PROBLEM DETAILS
Let the output be exactly the lines from the one containing "Query: red shirt collar" through the end of the records below, both included.

DATA TO EXAMINE

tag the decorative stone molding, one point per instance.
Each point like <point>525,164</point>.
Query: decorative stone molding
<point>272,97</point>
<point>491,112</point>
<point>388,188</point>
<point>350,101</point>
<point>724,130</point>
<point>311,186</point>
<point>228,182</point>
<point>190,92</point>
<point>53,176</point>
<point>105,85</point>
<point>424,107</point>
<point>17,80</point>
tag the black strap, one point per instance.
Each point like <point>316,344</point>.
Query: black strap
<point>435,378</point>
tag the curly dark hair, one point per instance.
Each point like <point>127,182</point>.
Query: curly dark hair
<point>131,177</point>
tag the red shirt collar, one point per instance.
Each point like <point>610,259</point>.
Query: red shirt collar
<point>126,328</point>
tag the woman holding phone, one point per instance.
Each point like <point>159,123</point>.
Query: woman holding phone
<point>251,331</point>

EXPECTED OUTPUT
Query: red shirt collar
<point>126,328</point>
tag the woman holding phone, one point per instance.
Each point like <point>159,123</point>.
Query: woman holding phone
<point>251,331</point>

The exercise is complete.